WHAT IS REQUIRED: Because the images are not wanted, restate every line below word for word without them.

=== MATERIAL FOR THIS TASK ===

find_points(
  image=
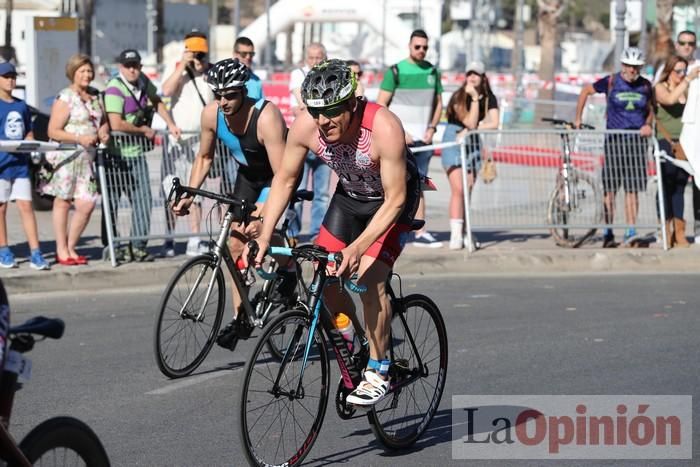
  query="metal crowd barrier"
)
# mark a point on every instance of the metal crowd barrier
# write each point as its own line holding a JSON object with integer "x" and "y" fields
{"x": 135, "y": 178}
{"x": 528, "y": 192}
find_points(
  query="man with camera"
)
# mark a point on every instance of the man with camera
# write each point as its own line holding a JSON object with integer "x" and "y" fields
{"x": 189, "y": 93}
{"x": 130, "y": 102}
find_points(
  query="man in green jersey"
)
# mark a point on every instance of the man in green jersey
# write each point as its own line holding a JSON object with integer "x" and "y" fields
{"x": 412, "y": 91}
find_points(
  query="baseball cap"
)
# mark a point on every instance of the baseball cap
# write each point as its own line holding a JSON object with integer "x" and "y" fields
{"x": 197, "y": 44}
{"x": 129, "y": 56}
{"x": 477, "y": 66}
{"x": 7, "y": 68}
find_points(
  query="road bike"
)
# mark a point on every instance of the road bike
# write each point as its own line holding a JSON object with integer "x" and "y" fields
{"x": 576, "y": 203}
{"x": 284, "y": 400}
{"x": 57, "y": 441}
{"x": 192, "y": 306}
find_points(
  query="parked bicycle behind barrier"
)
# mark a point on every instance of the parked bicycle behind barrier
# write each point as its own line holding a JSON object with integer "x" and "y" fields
{"x": 192, "y": 306}
{"x": 576, "y": 203}
{"x": 296, "y": 386}
{"x": 57, "y": 441}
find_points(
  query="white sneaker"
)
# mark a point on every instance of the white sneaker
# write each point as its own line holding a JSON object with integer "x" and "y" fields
{"x": 456, "y": 242}
{"x": 426, "y": 240}
{"x": 371, "y": 390}
{"x": 193, "y": 247}
{"x": 475, "y": 242}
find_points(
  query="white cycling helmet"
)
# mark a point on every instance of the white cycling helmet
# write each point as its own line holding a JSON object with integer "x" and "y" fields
{"x": 632, "y": 56}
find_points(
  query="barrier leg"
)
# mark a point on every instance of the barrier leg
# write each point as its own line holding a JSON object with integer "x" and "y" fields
{"x": 106, "y": 207}
{"x": 465, "y": 190}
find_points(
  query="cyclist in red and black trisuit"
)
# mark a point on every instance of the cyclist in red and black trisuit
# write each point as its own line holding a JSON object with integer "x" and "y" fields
{"x": 370, "y": 214}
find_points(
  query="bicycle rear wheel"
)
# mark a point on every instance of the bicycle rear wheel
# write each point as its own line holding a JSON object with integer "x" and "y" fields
{"x": 278, "y": 424}
{"x": 64, "y": 441}
{"x": 189, "y": 317}
{"x": 572, "y": 219}
{"x": 417, "y": 329}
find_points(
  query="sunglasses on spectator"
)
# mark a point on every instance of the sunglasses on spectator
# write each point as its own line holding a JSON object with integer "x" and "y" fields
{"x": 328, "y": 112}
{"x": 229, "y": 96}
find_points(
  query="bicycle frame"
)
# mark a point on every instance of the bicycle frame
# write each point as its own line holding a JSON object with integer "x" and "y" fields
{"x": 350, "y": 365}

===

SOLVED EXERCISE:
find_points(
  image=
  query="metal crowd barrier"
)
# mark a point on every instance of the metal crowd barrier
# write each point as its own line holding a JSON object with integer "x" and "y" fields
{"x": 135, "y": 178}
{"x": 528, "y": 192}
find_points(
  query="man with camera"
)
# mark a point on every instance of the man with camera
# write each point as its own line holding a JSON object with integer "x" and "y" fields
{"x": 189, "y": 93}
{"x": 130, "y": 102}
find_points(
  query="man in green jersey"
)
# mark a point on every instance of the man in green jersey
# write each point as its own line holding a JSON object with integer "x" and "y" fields
{"x": 412, "y": 91}
find_points(
  query="baseball cap"
)
# mark a point on every instance of the baseball cap
# write each point as its own line holding a JSON object with integer "x" and "y" fields
{"x": 197, "y": 44}
{"x": 129, "y": 56}
{"x": 477, "y": 66}
{"x": 7, "y": 68}
find_points(
  query="road bike"
)
# mark a point on every instance of the road bike
# write each point as its own line holding a JSON object with integer "x" and "y" fields
{"x": 576, "y": 203}
{"x": 284, "y": 400}
{"x": 57, "y": 441}
{"x": 192, "y": 306}
find_points(
  query="parked bicycle behind barrier"
)
# mark a point on every instance of the parked bicycle behind barrier
# write each point as its own line holding a JSON object with integer "x" and "y" fields
{"x": 192, "y": 306}
{"x": 576, "y": 203}
{"x": 296, "y": 386}
{"x": 57, "y": 441}
find_points(
  query="white sneaker"
)
# mark a point on every instance of the white sneaker
# write each point as its own line holding a JSON object with integer "x" and "y" fields
{"x": 456, "y": 242}
{"x": 426, "y": 240}
{"x": 371, "y": 390}
{"x": 193, "y": 247}
{"x": 475, "y": 242}
find_points(
  query="white cycling helmet"
)
# mark a point on every instance of the white cycling helmet
# write each point as its own line holding a JSON object with integer "x" and "y" fields
{"x": 632, "y": 56}
find_points(
  query="barrier leg"
)
# mark a point on every instance of the barrier leg
# write each point as its own line holding a JSON object with integer "x" and "y" fields
{"x": 106, "y": 207}
{"x": 465, "y": 190}
find_points(
  query="cyclist in red and black trisuit"
)
# mark a point on every instance of the cyclist in red and black trisuit
# write each point as its own line holding a JSON object with integer "x" and "y" fields
{"x": 370, "y": 214}
find_points(
  query="bicycle rear wheel"
)
# mark a point on every instance of the bicycle rear wheel
# write each point as its own line holding a JSON object with integer "x" and "y" fields
{"x": 278, "y": 424}
{"x": 64, "y": 441}
{"x": 189, "y": 317}
{"x": 572, "y": 219}
{"x": 417, "y": 329}
find_points(
  query="sunglasses on spectator"
)
# mark a point on every instance of the sunglasses on spectator
# write each point as its own line holding a JSON object with integer "x" and "y" fields
{"x": 328, "y": 112}
{"x": 229, "y": 96}
find_points(
  query="bicycle frame"
)
# mark a point on every instance of the bicycle frame
# write each point as its own line holding a JSON object with integer "x" and "y" fields
{"x": 350, "y": 365}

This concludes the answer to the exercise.